Beginning at the line that contains "of woman's right", transcribe every line up to the last one in the material below. Include no other lines.

Data provided:
/---

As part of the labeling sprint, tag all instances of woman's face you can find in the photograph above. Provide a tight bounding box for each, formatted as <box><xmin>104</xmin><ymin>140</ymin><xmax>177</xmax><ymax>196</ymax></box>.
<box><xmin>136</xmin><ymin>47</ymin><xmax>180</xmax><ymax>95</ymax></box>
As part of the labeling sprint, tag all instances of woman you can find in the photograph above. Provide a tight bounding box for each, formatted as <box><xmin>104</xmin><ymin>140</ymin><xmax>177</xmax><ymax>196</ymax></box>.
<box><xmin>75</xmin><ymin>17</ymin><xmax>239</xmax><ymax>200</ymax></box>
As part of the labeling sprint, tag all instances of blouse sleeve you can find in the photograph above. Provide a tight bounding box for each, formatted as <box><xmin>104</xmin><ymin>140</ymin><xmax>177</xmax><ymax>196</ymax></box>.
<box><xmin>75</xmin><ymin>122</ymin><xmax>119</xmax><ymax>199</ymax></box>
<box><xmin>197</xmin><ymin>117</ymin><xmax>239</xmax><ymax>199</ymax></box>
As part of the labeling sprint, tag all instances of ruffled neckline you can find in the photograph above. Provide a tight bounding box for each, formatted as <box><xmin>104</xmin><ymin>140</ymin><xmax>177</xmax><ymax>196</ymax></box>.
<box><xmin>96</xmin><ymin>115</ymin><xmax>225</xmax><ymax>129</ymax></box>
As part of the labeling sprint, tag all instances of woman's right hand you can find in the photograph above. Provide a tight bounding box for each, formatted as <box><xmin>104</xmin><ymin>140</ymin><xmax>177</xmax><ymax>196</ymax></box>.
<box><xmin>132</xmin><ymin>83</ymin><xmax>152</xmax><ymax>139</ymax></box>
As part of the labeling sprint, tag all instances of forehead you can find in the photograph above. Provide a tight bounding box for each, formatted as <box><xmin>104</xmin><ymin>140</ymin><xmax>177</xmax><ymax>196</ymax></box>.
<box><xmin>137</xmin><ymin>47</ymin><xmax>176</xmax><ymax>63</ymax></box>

\---

Completed task:
As part of the labeling sprint, tag all instances of woman's right hand you can find in the photograph above. Provide a tight bounding box for each, formatted as <box><xmin>104</xmin><ymin>140</ymin><xmax>177</xmax><ymax>196</ymax></box>.
<box><xmin>132</xmin><ymin>83</ymin><xmax>152</xmax><ymax>139</ymax></box>
As part of the labeling sprint, tag all instances of forehead you can find in the photograph above. Provide a tight bounding box for each, formatted as <box><xmin>104</xmin><ymin>140</ymin><xmax>177</xmax><ymax>196</ymax></box>.
<box><xmin>137</xmin><ymin>47</ymin><xmax>176</xmax><ymax>63</ymax></box>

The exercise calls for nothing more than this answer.